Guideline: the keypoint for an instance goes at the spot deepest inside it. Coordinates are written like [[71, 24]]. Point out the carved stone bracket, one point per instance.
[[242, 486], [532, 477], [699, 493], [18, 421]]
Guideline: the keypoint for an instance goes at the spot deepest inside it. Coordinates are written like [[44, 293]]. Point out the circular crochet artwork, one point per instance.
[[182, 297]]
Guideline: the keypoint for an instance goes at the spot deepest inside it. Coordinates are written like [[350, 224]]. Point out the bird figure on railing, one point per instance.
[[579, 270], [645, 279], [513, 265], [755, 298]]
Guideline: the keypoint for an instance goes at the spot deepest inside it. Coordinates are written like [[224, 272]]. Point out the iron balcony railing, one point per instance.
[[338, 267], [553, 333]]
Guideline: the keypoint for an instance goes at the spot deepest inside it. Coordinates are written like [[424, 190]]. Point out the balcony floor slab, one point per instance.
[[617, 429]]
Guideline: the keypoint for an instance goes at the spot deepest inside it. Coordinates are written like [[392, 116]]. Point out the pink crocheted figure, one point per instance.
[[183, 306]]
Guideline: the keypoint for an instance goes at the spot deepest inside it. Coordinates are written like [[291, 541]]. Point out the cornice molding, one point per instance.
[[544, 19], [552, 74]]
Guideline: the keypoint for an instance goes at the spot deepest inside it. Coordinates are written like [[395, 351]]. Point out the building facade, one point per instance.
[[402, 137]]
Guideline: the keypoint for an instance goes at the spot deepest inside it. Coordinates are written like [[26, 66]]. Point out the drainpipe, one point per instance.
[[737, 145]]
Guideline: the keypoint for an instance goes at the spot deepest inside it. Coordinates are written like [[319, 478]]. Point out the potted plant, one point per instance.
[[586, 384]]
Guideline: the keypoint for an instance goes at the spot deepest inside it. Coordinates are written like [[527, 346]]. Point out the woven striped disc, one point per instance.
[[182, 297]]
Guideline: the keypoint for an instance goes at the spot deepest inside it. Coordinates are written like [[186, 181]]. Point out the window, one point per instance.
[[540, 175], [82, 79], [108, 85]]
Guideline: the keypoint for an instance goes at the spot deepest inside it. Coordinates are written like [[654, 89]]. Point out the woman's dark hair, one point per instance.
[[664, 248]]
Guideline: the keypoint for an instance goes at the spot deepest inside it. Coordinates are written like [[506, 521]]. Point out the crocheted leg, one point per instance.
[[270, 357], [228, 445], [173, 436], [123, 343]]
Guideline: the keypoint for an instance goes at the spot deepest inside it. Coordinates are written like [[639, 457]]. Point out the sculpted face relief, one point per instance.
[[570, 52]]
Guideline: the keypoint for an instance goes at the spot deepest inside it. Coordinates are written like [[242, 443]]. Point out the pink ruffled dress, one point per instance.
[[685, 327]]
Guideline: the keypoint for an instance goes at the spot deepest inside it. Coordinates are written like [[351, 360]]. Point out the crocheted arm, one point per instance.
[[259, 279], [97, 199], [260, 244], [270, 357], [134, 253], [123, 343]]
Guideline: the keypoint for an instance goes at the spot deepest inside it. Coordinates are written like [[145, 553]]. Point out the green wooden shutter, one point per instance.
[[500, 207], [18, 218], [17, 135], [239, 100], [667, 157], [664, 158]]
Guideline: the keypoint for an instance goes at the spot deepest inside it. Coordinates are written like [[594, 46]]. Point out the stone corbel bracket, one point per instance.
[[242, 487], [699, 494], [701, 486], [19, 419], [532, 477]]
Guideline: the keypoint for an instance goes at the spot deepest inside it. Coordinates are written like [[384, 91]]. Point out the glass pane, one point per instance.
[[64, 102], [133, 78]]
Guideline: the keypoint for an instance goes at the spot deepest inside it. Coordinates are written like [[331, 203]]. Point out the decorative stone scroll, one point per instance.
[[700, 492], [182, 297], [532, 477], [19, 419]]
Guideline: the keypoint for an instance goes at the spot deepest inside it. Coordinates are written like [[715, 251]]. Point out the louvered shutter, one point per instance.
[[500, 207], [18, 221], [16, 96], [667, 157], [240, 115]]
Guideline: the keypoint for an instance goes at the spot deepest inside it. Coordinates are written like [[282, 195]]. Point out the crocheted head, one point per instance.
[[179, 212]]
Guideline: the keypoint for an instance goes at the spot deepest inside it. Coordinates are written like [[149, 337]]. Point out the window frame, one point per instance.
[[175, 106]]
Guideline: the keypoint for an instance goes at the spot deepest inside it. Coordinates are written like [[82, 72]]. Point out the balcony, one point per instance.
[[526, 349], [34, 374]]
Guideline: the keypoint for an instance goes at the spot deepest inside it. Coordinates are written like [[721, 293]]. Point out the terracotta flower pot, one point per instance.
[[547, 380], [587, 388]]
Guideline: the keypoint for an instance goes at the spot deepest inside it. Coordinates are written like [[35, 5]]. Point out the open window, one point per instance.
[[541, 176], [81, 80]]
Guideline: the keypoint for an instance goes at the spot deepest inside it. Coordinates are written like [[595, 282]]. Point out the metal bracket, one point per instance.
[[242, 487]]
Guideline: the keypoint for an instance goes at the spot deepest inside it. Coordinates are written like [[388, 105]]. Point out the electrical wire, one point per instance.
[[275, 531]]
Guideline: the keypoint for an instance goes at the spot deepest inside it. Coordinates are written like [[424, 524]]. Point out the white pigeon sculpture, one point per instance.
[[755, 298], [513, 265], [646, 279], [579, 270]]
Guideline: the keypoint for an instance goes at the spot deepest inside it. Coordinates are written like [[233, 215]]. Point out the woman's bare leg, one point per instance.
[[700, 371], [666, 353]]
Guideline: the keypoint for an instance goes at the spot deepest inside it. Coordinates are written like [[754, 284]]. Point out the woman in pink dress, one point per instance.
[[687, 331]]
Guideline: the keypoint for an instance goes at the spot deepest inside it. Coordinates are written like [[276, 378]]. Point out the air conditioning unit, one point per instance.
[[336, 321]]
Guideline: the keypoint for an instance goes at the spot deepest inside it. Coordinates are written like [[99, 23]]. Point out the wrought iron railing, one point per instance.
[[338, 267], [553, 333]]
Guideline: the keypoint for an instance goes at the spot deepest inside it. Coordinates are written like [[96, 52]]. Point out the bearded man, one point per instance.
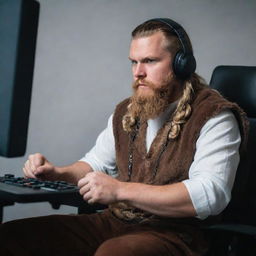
[[165, 164]]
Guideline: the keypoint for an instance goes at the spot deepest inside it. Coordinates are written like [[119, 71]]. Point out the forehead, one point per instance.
[[149, 45]]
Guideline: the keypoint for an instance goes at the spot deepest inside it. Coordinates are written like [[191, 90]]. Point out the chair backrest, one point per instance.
[[238, 84]]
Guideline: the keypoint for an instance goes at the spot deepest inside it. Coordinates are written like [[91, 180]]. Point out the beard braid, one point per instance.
[[144, 107]]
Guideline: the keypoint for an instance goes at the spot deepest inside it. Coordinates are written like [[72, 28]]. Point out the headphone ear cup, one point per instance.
[[184, 65]]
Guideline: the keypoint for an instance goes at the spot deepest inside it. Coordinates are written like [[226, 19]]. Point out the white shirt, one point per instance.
[[211, 174]]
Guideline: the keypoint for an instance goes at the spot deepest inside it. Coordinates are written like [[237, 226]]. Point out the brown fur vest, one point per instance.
[[166, 162]]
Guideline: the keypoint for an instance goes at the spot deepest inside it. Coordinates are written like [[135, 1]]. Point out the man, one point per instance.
[[165, 163]]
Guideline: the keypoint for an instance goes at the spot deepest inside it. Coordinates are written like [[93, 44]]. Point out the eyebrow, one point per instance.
[[145, 59]]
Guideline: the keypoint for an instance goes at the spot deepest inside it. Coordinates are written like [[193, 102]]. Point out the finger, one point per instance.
[[85, 189], [90, 201], [88, 197], [82, 182], [41, 170], [27, 173], [36, 160], [28, 170]]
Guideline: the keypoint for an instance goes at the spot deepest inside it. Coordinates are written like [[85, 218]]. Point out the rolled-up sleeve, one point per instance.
[[102, 156], [212, 173]]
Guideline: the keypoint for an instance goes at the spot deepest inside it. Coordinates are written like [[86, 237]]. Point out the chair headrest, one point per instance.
[[237, 84]]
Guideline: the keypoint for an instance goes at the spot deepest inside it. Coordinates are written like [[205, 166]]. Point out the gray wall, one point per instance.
[[82, 69]]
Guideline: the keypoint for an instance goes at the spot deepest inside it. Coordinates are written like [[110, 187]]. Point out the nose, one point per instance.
[[139, 71]]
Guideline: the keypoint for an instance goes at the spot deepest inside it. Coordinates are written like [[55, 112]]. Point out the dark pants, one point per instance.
[[100, 234]]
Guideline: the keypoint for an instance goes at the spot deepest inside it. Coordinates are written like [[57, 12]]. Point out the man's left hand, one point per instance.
[[98, 187]]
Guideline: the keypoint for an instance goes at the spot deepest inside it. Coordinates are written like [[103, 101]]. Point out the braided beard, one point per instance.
[[150, 106]]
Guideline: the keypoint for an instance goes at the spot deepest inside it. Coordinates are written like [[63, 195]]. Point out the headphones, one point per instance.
[[184, 63]]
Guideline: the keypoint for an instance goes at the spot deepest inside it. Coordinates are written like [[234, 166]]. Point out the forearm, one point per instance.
[[74, 172], [168, 200]]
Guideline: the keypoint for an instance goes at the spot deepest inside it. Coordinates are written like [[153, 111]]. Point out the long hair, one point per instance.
[[190, 85]]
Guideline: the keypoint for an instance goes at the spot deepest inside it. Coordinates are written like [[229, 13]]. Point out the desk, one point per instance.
[[9, 195]]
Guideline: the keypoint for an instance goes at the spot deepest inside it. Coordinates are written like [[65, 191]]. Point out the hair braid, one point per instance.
[[182, 111]]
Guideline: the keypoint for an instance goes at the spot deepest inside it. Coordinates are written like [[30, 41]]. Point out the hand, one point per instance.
[[98, 187], [37, 166]]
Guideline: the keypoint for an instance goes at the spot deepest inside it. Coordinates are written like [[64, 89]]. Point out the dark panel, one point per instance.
[[18, 31]]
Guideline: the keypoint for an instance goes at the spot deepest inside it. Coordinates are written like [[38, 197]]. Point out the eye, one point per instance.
[[149, 60], [133, 62]]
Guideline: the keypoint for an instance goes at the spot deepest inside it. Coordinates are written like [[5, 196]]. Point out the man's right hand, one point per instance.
[[37, 166]]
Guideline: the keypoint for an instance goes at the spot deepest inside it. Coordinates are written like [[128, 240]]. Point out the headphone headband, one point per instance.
[[184, 63]]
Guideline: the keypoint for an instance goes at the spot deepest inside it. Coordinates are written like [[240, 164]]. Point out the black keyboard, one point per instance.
[[35, 184]]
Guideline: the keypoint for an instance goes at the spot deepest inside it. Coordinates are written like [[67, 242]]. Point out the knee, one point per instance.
[[115, 246]]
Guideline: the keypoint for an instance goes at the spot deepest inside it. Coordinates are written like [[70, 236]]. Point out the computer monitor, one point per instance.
[[18, 33]]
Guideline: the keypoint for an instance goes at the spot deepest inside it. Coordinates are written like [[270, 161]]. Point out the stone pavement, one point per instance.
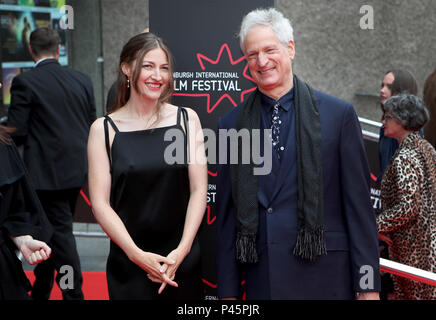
[[93, 248]]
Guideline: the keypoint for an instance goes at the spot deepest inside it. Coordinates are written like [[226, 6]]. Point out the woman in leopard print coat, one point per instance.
[[408, 192]]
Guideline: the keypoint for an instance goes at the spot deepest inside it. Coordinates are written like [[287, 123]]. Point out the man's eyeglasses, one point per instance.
[[387, 117]]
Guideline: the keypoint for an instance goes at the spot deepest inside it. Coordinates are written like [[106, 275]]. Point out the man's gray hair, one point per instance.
[[267, 17], [409, 110]]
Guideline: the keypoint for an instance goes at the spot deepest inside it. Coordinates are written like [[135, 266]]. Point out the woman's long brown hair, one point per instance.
[[4, 134], [133, 54]]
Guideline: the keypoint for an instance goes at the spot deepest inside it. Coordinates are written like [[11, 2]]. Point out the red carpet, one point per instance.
[[94, 286]]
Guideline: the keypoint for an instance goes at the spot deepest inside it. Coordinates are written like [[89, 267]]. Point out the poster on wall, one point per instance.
[[211, 76]]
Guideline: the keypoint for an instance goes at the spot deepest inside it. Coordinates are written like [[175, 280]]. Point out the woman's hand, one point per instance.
[[34, 251], [155, 265], [177, 255]]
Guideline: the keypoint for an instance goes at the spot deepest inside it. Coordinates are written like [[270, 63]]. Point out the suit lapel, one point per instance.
[[288, 161]]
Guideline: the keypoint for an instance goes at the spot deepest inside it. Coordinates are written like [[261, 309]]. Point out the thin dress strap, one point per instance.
[[106, 135], [186, 123]]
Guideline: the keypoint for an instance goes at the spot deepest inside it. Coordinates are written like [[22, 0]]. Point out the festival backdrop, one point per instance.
[[211, 76]]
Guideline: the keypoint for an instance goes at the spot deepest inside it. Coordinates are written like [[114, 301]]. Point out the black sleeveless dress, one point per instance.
[[151, 198]]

+---+

Copy the rows verbatim, starting from the first line and ending with the line containing "[[402, 137]]", with both ends included.

■ TASK OUTPUT:
Guideline: the keypoint for an instance goes at the spot deepest inside it. Coordinates are written like [[71, 24]]. Point out the carved stone bracket, one point per instance.
[[242, 486], [532, 477], [699, 493], [18, 421]]
Guideline: the keypoint for an instance goes at the spot deepest inside it. Coordinates are written like [[44, 293]]. Point out the circular crochet artwork, one point per instance.
[[182, 297]]
Guideline: the keypoint for an instance goes at the spot deepest inside it. Coordinates are written like [[350, 224]]. Point out the bird figure on railing, one point per instance.
[[579, 270], [645, 279], [513, 265], [755, 298]]
Guideline: the keypoint for an instance goes at the spot deepest inside it. Coordinates are written like [[224, 272]]. Point out the iron balcony railing, one point per instance.
[[338, 267], [553, 333]]
Guideline: the keypoint for an instance goes at the spot deepest inside it. Coordinates are written like [[424, 190]]. Point out the balcony floor slab, one point per instance.
[[617, 429]]
Guideline: the keypoint for an instance goes at the spot deepest inside it. Coordinates are written like [[392, 116]]. Point out the pink crocheted figure, one point per instance.
[[183, 306]]
Guideline: the keypoint for an instance goes at the spot deepest inside it. Coordinates are written like [[291, 541]]. Point out the cornice molding, one point per instance.
[[544, 19], [552, 74]]
Guideline: the keypoint for an instance goes at the spot deepest inside it. Coordinates are written like [[395, 351]]. Point out the building facade, one point per instance.
[[402, 137]]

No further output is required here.